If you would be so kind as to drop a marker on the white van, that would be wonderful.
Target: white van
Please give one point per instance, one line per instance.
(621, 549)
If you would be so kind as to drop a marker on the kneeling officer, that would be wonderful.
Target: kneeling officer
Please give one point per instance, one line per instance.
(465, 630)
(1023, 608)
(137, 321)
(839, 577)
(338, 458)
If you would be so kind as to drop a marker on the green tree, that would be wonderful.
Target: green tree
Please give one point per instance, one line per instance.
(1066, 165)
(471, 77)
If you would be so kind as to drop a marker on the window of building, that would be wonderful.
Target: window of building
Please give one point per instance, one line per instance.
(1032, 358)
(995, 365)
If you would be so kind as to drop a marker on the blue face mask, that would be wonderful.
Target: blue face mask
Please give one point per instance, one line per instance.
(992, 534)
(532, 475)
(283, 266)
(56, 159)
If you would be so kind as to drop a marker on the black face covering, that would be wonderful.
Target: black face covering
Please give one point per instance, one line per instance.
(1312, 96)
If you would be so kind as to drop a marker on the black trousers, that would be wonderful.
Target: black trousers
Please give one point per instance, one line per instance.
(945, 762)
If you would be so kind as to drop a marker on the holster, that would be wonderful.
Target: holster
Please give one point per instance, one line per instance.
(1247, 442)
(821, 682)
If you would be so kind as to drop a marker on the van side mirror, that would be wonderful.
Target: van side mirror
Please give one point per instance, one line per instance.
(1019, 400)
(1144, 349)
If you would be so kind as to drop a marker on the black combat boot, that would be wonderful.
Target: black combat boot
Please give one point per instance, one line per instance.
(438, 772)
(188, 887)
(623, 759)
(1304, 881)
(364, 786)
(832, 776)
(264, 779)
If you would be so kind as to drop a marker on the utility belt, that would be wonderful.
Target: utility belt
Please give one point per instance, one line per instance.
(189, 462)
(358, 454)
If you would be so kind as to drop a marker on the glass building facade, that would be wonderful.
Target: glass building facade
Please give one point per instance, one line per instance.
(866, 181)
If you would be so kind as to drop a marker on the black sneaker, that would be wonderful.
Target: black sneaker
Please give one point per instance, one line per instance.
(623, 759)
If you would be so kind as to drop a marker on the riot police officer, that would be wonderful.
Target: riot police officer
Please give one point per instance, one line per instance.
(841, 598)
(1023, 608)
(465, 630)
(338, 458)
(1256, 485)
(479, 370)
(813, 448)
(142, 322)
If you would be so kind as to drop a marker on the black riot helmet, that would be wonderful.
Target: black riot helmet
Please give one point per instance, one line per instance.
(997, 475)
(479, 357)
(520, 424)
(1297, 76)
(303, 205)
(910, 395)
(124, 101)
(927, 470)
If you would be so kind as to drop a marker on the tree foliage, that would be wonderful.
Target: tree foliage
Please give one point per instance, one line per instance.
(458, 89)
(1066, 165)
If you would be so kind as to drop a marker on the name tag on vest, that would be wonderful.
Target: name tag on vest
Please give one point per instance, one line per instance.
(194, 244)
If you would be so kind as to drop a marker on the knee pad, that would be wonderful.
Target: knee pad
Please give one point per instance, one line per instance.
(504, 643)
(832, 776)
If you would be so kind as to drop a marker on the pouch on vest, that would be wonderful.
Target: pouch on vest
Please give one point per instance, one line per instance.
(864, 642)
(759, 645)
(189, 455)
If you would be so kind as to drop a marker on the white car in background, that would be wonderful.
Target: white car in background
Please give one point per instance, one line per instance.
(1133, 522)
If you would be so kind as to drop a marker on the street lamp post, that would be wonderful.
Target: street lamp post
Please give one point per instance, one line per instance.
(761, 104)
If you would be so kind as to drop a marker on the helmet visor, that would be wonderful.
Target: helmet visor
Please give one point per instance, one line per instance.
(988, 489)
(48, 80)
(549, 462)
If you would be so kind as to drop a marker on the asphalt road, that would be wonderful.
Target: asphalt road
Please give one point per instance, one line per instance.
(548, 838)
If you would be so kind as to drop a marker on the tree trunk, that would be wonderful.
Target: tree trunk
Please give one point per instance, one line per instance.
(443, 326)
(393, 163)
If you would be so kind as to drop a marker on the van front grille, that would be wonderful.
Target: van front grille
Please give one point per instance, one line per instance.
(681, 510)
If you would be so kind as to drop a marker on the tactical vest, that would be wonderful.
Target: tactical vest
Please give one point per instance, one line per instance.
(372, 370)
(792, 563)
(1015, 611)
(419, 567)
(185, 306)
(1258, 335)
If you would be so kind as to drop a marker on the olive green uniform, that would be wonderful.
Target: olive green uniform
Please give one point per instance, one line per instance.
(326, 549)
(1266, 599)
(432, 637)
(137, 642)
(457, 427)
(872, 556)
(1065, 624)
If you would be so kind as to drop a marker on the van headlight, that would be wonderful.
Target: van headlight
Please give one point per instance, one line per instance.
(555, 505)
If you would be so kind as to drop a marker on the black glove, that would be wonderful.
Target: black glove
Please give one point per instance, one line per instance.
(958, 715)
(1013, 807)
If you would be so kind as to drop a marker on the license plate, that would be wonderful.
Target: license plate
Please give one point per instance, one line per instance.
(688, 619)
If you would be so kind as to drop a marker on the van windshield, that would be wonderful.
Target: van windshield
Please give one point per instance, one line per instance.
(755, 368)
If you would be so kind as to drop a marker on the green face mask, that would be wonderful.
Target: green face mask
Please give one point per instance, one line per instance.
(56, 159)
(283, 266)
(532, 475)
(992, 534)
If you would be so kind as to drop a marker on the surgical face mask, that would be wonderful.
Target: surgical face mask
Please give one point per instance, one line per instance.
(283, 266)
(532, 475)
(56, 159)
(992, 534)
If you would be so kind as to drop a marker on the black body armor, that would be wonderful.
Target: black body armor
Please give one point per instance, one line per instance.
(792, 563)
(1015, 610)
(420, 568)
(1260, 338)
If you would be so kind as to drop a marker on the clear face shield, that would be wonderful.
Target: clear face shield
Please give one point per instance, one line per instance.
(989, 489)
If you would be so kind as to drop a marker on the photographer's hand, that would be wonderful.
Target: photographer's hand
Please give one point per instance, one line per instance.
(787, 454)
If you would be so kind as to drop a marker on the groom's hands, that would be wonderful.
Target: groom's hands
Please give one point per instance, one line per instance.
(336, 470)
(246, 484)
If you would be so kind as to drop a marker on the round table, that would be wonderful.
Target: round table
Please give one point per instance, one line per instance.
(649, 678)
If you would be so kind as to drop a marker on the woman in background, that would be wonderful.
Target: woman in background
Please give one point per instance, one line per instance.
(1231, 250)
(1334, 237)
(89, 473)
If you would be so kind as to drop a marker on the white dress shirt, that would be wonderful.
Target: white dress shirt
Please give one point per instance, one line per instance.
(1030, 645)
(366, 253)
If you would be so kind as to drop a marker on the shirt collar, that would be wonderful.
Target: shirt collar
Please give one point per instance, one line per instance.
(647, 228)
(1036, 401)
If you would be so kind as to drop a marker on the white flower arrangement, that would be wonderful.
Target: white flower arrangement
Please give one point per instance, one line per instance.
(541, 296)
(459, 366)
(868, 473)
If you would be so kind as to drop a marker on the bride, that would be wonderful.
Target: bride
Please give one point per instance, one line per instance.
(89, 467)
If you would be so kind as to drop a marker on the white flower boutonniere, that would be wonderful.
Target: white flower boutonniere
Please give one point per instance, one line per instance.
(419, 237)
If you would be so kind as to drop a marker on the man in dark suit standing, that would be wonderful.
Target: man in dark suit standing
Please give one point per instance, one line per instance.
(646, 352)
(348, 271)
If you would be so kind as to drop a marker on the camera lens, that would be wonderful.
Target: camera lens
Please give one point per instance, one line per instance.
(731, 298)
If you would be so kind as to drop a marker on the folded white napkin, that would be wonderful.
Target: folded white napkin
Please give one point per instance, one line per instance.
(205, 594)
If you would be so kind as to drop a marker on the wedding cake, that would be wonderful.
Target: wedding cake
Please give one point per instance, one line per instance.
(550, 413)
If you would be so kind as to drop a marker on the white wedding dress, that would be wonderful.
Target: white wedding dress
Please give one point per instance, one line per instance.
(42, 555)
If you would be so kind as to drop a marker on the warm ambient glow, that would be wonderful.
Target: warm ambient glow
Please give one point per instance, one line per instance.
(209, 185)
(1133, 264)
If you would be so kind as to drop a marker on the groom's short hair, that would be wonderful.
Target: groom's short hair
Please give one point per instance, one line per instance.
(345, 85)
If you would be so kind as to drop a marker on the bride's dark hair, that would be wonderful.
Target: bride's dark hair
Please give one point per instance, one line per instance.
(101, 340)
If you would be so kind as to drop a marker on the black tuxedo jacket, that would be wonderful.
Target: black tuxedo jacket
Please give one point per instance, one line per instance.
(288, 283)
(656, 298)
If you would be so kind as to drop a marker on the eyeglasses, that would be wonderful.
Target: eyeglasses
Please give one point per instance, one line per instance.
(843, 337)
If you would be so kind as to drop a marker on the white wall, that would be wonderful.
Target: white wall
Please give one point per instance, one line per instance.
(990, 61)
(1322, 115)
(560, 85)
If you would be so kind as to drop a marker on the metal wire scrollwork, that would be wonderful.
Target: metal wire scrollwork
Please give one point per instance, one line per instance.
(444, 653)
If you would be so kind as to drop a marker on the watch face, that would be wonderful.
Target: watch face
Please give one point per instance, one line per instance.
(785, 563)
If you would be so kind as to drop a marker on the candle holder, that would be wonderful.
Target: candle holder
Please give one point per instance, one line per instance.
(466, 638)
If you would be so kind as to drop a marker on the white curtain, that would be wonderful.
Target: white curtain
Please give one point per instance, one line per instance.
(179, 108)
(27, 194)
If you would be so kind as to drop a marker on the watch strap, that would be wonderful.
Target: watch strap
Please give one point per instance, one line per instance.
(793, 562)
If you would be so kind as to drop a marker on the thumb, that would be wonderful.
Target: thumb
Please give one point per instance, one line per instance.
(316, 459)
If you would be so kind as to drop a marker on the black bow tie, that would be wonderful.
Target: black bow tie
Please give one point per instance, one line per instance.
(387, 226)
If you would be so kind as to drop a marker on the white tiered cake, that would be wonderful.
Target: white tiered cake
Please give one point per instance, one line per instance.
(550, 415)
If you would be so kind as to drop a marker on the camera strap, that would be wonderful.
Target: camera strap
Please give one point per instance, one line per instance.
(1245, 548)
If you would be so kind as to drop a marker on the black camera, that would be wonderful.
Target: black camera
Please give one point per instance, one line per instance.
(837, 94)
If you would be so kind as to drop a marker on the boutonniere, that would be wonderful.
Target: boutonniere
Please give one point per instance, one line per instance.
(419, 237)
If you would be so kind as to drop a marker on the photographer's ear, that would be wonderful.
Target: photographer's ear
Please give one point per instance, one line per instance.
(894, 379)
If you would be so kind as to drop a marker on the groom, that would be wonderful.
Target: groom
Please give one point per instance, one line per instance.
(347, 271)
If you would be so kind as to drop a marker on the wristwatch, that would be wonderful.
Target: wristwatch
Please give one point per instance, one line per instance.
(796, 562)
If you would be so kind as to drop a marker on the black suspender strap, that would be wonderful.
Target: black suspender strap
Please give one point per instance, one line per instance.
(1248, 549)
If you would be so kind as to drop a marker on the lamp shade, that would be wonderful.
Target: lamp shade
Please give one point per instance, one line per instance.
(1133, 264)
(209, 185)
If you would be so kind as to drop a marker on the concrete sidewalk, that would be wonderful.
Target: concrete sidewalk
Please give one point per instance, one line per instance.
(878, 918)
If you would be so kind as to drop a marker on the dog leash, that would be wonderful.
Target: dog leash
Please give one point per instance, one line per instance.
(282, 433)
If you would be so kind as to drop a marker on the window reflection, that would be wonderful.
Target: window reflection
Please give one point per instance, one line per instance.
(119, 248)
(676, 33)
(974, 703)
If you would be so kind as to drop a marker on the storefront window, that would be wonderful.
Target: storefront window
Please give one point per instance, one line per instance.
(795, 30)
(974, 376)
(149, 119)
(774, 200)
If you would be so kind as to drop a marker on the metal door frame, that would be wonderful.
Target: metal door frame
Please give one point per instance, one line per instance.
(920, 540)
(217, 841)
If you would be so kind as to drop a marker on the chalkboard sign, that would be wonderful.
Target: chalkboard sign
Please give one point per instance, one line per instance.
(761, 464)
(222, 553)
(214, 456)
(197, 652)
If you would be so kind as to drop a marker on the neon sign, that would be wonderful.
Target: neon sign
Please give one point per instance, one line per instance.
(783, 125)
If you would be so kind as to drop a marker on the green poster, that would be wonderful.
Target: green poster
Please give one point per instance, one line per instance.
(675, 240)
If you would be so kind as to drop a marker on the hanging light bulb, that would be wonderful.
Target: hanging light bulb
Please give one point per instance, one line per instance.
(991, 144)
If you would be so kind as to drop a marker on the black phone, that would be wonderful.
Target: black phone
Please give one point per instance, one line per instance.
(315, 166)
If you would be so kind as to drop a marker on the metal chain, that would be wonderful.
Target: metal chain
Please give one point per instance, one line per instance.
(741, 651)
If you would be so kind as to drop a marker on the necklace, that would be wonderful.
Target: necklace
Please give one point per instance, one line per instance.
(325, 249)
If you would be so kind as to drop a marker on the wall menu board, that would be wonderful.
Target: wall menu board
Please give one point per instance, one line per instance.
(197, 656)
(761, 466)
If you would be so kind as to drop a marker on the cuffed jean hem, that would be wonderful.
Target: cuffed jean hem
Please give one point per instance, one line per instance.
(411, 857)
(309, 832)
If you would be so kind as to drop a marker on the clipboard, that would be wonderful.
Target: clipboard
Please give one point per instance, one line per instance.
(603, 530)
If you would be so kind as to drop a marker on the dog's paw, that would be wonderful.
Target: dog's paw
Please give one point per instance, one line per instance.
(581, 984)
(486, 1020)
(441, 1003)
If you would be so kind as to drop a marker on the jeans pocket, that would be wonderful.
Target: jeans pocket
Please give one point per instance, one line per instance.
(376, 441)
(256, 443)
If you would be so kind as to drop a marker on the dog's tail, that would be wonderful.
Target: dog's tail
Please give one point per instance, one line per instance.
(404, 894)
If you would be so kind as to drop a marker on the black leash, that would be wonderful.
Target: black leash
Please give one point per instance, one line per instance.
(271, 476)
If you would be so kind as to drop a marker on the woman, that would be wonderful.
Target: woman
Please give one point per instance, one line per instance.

.....

_Aim of the task_: Return the lines of the data above, word for word, from the line containing "foliage, that would be wonderful." through the line containing "(1133, 522)", including both of those lines.

_Output below_:
If you would be so kind as to drop a marker on the tree foliage, that would be wonderful.
Target: tree foliage
Please give one point per instance, one line per instance.
(458, 89)
(1066, 165)
If you would be so kind as to drop a marker on the name tag on vest, that would be wonderful.
Target: name tag on vest
Please give one point per instance, one line per instance.
(194, 244)
If you would be so kind as to drop a marker on the knee pad, that would be wonderful.
Target: knee pad
Please give one point per instance, one line per instance.
(504, 643)
(832, 776)
If you would be so kind as to drop a marker on the pouch on vest, that would be wonderful.
Target: pouch on vest
Please give one point per instance, one line per instance.
(864, 642)
(759, 645)
(189, 455)
If you would be so kind as to drop a marker on the white car in background, that would be wonderful.
Target: white car in background
Please give one point per instance, one line per instance.
(1133, 522)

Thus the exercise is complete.